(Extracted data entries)
━━━
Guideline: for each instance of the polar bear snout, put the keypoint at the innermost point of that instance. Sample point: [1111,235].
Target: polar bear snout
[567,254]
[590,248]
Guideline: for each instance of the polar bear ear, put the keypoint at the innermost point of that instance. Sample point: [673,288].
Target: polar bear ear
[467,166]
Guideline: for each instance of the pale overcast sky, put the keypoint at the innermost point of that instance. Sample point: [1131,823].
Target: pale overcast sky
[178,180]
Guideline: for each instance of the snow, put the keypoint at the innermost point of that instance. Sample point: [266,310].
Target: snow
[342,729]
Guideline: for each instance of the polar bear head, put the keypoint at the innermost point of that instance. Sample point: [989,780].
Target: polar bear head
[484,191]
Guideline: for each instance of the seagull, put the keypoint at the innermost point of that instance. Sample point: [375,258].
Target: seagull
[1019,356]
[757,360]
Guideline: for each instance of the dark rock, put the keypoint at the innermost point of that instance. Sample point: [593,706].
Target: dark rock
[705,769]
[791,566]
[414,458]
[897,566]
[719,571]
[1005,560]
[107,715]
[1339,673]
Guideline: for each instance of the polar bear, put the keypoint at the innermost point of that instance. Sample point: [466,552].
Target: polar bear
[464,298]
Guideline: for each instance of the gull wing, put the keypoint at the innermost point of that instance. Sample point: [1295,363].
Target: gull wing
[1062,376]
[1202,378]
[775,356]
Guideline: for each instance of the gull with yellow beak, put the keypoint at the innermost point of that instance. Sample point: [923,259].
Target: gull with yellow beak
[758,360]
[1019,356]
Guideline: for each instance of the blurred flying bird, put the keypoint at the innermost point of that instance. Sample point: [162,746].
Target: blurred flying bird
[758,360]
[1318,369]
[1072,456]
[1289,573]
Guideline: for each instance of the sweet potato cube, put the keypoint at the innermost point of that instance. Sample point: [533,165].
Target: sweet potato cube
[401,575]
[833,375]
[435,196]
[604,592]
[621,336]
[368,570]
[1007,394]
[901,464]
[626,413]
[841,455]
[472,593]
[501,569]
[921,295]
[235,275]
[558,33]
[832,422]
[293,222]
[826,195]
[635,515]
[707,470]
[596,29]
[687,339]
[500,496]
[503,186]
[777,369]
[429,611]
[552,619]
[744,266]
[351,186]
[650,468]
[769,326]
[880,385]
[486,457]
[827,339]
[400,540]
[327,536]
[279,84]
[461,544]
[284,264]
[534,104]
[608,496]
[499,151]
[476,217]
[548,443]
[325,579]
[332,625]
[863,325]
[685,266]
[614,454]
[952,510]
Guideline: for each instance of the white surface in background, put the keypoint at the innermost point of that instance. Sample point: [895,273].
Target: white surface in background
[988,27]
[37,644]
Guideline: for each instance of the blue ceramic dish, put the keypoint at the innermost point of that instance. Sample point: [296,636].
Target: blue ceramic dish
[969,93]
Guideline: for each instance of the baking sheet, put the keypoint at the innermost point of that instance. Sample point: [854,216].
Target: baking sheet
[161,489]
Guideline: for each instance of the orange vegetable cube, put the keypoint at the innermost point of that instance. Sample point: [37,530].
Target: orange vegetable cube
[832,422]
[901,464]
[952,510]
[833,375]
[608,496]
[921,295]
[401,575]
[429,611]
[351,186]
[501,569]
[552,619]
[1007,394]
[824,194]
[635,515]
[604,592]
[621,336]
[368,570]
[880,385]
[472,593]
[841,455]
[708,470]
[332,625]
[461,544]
━━━
Exercise description: Among the lines above, repeat exactly those from the line with "Target: dark rock" to the line with "Guideline: for each instance of the blue", counting both ends.

Exercise solution:
Target: dark rock
[705,769]
[791,566]
[414,458]
[897,566]
[719,571]
[1005,560]
[107,715]
[1339,673]
Guideline: for each instance of the polar bear, put the keypoint at the innermost point of that instance. Sample point: [466,552].
Target: polar bear
[464,298]
Guideline: for each instance of the gull wing, put the keypoint at the innermost point of that instance. Sample point: [1295,363].
Target: gull wing
[1062,376]
[1202,378]
[775,356]
Guideline: for each instance of the gull with yellow beak, put the keypoint at the innermost point of that instance. Sample point: [923,259].
Target: gull with yellow beak
[758,360]
[1019,356]
Guideline: for each instance of the blurred flying bird, put the keypoint at the innermost point of that instance. Sample point: [162,746].
Target: blurred flying bird
[758,360]
[1318,369]
[1072,456]
[1289,573]
Guideline: for each instance of the sweet potato cube, put the keypoint at the innermost point of that instance. Sample point: [533,165].
Target: sweet potato cube
[401,575]
[833,375]
[435,196]
[604,592]
[621,336]
[368,570]
[1007,394]
[901,464]
[626,413]
[841,455]
[472,593]
[501,569]
[921,295]
[235,275]
[558,33]
[832,422]
[293,222]
[826,195]
[635,515]
[707,470]
[596,29]
[687,339]
[500,496]
[503,186]
[777,369]
[429,611]
[552,619]
[744,266]
[351,186]
[650,468]
[769,326]
[880,385]
[486,457]
[827,339]
[400,540]
[327,536]
[279,84]
[461,544]
[284,264]
[534,104]
[608,496]
[499,151]
[476,217]
[548,443]
[325,579]
[332,625]
[863,325]
[685,266]
[614,454]
[952,510]
Guideline: for each instance of the white surface in background, put the keypoint at the innermost point of that instance. Sample point: [895,273].
Target: white surface in background
[988,27]
[37,644]
Guideline: for each instance of the blue ceramic dish, put the keypoint at the innermost point of that instance. Sample point: [296,636].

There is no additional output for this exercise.